▸ **Problem to work on**: Which lines in the data below contain the word "photograph"? Pull out every one of them.

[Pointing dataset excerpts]
==============================
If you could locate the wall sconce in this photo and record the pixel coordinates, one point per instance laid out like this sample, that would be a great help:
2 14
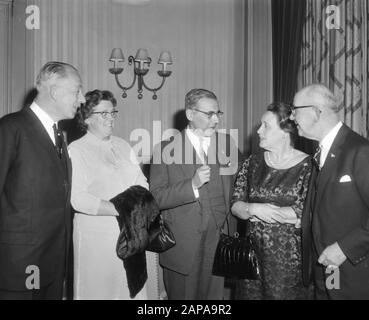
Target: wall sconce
141 63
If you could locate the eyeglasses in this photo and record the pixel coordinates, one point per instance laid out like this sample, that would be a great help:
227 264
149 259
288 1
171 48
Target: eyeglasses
104 114
293 108
210 114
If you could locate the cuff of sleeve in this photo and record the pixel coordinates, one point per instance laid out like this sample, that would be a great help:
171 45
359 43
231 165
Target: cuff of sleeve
196 192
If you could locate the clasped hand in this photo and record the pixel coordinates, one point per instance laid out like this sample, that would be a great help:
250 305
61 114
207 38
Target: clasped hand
332 256
270 213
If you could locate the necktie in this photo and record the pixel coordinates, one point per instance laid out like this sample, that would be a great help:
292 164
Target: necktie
317 156
58 134
203 151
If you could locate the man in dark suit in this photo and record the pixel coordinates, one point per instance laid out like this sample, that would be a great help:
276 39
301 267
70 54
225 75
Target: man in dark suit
338 210
191 179
35 174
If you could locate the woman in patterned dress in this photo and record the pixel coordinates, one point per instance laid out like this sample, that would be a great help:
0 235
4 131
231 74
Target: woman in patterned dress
270 190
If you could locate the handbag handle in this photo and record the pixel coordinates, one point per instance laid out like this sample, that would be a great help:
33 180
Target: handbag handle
236 234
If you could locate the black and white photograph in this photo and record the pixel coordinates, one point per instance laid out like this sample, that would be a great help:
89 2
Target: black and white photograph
183 155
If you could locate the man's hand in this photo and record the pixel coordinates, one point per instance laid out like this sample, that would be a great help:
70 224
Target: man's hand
201 176
332 256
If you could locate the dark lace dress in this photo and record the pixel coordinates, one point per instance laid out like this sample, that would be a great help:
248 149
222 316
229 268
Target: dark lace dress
279 245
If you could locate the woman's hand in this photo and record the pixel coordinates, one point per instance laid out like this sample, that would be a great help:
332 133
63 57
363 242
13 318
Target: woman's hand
107 209
240 210
264 211
287 215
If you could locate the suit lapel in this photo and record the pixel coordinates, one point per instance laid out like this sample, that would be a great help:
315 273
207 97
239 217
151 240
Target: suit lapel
330 164
39 134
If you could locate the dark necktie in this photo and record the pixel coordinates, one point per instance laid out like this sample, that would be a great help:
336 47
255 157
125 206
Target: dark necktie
317 156
203 153
58 134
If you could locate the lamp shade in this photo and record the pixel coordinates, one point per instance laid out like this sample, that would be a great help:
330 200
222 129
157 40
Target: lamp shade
117 55
165 57
142 55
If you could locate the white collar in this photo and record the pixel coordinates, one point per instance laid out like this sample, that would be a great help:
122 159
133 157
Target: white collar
195 140
45 119
327 142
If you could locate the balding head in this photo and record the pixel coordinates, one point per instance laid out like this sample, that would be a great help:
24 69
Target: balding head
321 96
59 90
316 111
53 71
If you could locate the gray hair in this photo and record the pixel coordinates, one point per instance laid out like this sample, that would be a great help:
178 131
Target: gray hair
325 96
194 95
55 69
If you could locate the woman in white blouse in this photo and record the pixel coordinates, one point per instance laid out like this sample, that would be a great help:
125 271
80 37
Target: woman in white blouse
103 166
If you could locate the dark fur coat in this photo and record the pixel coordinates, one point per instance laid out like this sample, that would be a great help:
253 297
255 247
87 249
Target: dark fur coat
137 210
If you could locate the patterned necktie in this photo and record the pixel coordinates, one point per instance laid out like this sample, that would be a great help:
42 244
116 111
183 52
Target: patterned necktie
58 134
317 155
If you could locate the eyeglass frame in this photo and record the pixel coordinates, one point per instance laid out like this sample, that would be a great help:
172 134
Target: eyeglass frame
210 114
104 114
293 108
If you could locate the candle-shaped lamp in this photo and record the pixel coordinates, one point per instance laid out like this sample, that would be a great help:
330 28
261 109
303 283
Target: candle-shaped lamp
142 56
164 59
116 56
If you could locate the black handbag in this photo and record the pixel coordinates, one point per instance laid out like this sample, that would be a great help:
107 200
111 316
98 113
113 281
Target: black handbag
236 257
161 237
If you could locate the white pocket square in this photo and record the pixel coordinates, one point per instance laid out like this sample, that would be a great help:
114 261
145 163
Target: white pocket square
345 178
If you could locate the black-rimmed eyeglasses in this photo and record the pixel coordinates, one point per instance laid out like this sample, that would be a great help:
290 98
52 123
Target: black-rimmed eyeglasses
104 114
211 114
294 108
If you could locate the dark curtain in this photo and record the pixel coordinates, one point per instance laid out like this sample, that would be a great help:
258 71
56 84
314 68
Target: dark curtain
288 18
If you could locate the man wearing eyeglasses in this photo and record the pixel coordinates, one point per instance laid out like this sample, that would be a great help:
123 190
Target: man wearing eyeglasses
337 209
193 194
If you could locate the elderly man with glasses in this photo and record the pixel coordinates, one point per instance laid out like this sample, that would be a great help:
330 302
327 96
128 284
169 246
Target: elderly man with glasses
336 219
193 194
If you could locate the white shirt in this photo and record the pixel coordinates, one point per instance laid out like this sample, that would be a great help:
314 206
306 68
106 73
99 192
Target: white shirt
199 144
45 119
327 142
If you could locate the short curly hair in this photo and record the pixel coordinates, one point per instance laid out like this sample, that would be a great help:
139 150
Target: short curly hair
283 112
93 98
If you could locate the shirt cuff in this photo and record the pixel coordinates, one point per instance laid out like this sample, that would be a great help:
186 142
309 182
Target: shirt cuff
196 192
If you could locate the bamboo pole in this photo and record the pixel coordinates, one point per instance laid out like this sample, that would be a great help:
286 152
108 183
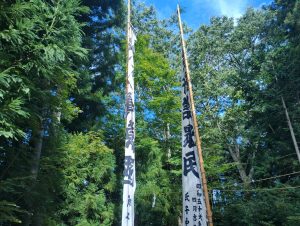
==============================
▸ **Response to this task**:
If you could locate the black and white photograph in this photo and record the pixel coordinates, one point per instance laid out like this sample, that would be a great help:
Target: black and white photograph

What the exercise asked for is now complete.